START
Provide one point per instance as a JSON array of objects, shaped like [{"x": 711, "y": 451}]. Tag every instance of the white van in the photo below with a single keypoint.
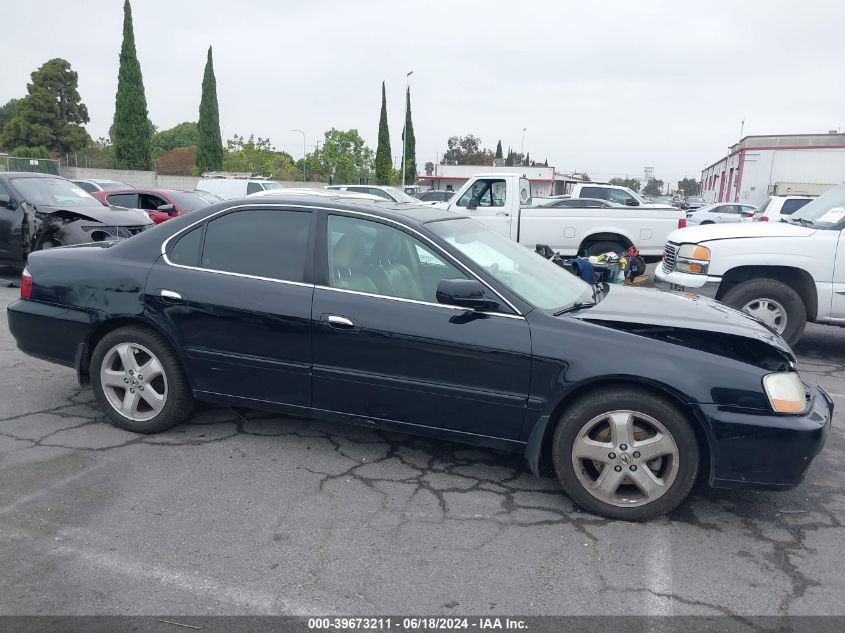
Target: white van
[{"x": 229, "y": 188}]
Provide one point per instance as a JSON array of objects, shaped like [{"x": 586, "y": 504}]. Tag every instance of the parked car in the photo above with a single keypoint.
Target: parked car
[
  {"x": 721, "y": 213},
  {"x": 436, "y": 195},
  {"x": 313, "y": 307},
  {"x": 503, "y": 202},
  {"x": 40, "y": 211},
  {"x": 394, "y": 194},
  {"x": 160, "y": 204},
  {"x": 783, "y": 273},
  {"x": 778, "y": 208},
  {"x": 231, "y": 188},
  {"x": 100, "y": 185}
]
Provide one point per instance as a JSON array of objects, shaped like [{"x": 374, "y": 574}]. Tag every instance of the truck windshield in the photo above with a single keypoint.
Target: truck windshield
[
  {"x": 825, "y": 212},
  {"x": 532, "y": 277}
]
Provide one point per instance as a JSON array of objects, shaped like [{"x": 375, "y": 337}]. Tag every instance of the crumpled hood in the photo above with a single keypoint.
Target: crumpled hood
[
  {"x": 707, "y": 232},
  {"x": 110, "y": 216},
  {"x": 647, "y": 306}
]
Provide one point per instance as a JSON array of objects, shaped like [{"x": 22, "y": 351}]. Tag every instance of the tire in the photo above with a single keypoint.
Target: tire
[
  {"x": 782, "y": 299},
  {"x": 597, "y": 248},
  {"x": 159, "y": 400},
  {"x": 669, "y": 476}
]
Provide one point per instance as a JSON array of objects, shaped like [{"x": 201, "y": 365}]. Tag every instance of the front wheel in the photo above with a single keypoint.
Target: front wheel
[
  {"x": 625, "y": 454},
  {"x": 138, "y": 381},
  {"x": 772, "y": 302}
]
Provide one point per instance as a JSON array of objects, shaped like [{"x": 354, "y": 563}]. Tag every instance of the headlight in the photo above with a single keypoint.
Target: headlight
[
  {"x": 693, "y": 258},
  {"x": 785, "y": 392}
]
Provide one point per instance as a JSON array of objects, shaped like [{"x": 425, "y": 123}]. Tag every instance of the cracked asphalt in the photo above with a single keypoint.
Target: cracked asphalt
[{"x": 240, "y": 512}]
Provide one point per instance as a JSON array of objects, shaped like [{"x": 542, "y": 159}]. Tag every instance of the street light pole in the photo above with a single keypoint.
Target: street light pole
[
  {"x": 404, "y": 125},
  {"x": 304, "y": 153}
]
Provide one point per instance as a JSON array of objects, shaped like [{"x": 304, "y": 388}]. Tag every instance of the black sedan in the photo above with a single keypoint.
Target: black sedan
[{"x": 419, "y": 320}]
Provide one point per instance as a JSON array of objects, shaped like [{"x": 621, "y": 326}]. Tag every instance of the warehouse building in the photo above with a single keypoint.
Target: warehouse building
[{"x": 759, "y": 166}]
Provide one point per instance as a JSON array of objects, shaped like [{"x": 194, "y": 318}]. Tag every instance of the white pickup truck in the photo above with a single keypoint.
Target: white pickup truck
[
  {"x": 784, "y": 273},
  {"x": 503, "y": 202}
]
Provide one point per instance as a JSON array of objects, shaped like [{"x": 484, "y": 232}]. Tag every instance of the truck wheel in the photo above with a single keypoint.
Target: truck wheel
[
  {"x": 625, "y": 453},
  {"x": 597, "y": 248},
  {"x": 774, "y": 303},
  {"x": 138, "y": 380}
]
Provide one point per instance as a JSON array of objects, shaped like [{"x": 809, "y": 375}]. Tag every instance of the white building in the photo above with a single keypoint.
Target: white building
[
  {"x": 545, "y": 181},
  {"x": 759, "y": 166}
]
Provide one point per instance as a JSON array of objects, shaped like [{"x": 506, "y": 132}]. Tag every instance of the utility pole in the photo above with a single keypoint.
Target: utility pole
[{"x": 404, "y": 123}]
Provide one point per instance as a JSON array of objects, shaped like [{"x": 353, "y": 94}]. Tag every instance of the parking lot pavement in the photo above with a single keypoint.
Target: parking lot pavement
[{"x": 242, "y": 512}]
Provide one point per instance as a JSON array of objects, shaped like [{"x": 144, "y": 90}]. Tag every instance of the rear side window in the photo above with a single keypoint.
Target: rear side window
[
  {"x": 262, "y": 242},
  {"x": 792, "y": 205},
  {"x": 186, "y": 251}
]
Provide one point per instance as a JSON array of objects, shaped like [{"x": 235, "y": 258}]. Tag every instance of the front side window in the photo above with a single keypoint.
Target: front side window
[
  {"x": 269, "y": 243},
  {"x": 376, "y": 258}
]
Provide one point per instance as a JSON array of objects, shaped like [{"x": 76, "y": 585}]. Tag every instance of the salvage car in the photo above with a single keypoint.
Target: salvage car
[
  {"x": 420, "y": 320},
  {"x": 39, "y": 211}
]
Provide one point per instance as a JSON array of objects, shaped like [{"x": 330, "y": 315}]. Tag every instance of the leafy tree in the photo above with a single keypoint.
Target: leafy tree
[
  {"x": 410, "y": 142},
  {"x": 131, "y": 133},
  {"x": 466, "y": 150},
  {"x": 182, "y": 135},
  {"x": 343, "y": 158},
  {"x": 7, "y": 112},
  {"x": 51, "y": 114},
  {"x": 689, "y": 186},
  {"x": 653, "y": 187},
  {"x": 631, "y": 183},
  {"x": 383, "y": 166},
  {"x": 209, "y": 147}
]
END
START
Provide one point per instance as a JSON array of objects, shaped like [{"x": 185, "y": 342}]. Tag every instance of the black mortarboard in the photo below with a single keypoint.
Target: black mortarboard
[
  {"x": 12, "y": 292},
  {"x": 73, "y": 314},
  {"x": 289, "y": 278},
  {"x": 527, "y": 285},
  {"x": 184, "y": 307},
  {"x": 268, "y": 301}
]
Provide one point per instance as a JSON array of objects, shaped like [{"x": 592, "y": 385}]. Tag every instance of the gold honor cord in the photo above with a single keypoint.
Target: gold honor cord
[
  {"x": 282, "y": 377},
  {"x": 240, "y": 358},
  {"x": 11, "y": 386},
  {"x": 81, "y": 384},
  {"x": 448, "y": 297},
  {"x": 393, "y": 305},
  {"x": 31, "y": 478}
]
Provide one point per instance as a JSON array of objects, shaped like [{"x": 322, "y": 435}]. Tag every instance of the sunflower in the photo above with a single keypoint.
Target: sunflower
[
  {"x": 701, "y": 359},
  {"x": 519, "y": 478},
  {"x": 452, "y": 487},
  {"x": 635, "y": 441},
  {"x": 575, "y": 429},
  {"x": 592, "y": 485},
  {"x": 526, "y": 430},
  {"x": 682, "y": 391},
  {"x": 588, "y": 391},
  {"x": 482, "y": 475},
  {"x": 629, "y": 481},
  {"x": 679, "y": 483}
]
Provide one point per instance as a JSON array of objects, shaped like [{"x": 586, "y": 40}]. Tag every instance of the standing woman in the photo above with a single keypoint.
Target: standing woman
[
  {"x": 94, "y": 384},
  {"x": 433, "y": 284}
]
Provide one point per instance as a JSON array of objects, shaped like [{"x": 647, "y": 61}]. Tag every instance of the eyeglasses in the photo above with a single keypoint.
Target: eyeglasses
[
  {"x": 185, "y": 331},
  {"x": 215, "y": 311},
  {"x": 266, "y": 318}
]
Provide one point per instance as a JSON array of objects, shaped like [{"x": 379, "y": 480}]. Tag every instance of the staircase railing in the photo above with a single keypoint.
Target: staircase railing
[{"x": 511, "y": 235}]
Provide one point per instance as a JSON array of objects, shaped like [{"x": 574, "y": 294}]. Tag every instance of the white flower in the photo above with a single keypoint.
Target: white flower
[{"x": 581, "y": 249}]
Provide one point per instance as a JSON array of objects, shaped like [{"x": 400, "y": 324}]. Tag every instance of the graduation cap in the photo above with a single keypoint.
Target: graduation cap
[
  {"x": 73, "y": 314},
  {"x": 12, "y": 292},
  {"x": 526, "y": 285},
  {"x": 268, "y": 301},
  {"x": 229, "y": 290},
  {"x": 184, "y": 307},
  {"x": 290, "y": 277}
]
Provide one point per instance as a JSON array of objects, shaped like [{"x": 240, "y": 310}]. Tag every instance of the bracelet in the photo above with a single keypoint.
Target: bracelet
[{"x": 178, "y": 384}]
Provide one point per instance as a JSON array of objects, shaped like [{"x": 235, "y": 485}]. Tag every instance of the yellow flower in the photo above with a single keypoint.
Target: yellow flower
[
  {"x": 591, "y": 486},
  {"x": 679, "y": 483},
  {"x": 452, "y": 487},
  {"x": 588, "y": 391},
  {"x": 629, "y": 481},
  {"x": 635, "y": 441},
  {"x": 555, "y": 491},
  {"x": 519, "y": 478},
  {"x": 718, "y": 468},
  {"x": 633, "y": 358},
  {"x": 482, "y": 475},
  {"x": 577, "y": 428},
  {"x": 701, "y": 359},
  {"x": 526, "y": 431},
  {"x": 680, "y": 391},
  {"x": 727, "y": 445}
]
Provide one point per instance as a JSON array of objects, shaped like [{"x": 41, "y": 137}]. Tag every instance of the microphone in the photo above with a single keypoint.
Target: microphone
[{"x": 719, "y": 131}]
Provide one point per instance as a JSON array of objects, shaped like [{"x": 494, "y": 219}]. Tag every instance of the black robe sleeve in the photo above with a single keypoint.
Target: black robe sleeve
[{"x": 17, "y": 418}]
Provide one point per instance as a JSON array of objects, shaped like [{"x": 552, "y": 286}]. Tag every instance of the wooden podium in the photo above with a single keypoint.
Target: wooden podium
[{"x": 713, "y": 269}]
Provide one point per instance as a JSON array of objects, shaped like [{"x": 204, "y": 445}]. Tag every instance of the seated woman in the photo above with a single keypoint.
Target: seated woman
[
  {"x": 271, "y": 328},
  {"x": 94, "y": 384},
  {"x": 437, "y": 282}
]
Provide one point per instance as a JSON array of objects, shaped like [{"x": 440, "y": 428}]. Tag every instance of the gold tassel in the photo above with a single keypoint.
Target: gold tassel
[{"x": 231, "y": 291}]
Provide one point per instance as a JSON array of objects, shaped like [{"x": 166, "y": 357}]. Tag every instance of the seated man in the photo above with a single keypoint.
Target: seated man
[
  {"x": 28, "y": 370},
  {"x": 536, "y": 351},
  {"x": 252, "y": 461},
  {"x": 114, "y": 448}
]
END
■ **Exercise instructions**: Which lines of the material above contain the word "leafy"? List every such line in full.

■ **Task result**:
Provide one point per instance as a JSON array of objects, shaped like [{"x": 330, "y": 315}]. Tag every instance of the leafy tree in the photo above with a single keypoint.
Target: leafy tree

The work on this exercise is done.